-------- Provided records

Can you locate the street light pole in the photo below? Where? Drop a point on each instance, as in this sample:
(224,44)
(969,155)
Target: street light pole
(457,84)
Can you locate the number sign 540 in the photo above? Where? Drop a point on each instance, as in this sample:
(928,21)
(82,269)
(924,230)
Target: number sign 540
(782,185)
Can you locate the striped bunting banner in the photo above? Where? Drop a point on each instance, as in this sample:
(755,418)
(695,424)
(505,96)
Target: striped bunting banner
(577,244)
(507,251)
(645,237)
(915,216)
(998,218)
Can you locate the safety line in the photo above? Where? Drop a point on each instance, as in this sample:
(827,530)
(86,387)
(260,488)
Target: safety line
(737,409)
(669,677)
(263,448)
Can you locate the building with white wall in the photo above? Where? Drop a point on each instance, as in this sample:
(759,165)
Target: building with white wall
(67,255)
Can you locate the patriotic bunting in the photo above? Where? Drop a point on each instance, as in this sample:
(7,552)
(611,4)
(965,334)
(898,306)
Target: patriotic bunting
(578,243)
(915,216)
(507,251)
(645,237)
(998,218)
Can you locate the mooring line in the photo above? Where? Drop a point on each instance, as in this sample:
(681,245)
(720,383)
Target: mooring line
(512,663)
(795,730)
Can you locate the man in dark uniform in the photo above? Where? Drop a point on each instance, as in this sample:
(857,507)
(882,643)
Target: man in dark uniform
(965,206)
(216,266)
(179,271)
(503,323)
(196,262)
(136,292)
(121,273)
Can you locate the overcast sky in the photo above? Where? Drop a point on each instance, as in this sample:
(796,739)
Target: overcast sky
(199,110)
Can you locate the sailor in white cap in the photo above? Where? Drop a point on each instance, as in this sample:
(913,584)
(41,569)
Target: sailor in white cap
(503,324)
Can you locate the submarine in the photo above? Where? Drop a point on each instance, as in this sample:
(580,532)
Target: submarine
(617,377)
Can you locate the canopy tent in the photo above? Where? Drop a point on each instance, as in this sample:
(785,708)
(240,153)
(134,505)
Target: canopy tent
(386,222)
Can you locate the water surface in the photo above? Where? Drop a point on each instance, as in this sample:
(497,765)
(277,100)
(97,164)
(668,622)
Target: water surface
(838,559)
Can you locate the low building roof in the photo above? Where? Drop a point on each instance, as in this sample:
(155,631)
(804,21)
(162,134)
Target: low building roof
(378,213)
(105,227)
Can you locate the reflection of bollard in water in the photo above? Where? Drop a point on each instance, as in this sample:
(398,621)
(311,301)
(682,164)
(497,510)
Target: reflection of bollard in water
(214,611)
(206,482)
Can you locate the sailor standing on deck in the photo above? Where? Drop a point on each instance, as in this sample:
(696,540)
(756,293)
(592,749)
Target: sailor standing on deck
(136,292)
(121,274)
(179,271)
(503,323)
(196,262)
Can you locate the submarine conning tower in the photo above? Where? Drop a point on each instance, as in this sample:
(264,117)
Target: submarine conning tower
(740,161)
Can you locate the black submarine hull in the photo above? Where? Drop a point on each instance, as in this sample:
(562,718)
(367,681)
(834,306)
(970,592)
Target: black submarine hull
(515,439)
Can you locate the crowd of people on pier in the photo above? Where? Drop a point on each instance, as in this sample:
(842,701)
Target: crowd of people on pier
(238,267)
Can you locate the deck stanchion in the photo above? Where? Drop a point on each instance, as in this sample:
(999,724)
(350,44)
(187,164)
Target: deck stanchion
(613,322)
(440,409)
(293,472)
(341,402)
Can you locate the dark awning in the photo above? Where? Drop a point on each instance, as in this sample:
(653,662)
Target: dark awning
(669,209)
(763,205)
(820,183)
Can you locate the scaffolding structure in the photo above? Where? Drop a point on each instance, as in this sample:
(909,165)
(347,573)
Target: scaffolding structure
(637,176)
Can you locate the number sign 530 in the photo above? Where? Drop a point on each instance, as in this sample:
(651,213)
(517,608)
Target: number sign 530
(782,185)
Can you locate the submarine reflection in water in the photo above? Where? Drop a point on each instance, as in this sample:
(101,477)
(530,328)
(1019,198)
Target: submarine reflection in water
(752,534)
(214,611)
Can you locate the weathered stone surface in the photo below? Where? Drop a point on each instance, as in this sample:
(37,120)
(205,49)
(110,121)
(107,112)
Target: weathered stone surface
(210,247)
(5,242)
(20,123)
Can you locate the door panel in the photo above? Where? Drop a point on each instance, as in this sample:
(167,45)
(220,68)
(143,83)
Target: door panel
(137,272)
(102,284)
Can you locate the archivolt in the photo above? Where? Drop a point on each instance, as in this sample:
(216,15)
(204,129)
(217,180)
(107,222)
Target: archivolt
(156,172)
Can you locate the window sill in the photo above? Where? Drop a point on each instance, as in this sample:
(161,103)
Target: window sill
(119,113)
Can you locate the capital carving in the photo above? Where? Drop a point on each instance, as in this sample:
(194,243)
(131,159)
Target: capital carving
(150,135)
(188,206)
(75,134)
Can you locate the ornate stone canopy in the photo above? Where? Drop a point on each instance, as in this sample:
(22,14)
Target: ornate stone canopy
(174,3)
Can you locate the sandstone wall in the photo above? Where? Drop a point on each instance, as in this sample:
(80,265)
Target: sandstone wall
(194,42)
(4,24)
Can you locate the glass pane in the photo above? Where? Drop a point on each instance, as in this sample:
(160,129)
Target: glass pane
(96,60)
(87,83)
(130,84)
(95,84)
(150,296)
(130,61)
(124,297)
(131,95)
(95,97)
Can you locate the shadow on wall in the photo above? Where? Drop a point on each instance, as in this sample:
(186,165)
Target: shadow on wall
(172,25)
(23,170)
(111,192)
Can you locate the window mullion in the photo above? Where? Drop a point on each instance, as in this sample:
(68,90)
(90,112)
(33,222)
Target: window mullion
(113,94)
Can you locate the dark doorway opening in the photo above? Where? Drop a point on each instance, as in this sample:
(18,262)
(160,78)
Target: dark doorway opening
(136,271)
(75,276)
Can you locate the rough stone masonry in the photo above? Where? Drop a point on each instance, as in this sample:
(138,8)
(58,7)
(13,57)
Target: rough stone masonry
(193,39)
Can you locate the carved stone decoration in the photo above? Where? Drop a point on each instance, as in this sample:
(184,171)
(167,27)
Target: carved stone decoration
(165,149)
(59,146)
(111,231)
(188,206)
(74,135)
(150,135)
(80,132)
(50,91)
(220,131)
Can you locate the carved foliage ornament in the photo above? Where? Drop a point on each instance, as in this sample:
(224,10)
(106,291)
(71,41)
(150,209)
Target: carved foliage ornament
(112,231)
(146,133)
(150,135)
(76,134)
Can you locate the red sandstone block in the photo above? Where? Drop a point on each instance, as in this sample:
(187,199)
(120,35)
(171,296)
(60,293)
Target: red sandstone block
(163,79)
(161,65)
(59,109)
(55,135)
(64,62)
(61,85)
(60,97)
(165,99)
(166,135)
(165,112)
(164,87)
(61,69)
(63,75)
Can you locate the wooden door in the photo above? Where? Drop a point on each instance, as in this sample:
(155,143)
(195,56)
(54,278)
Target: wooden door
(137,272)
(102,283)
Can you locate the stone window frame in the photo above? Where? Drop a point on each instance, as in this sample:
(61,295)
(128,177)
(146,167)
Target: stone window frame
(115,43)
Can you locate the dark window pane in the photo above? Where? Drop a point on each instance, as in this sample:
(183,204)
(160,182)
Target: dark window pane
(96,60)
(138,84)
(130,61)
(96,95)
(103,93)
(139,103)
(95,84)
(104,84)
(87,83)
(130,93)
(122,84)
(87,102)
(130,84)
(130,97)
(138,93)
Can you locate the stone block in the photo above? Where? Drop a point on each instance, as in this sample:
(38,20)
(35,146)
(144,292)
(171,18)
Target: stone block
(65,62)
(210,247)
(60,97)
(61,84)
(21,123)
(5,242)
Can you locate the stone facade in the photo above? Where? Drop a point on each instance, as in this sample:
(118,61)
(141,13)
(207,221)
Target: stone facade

----------------

**Problem:** Reproduce verbatim the lines of the material from the one containing "Can you locate the stone facade" through the end of the material, both ends included.

**Solution to this problem:**
Can you locate the stone facade in the photo above? Where? Drop a point on each instance, as in this sample:
(118,61)
(141,13)
(207,221)
Target: stone facade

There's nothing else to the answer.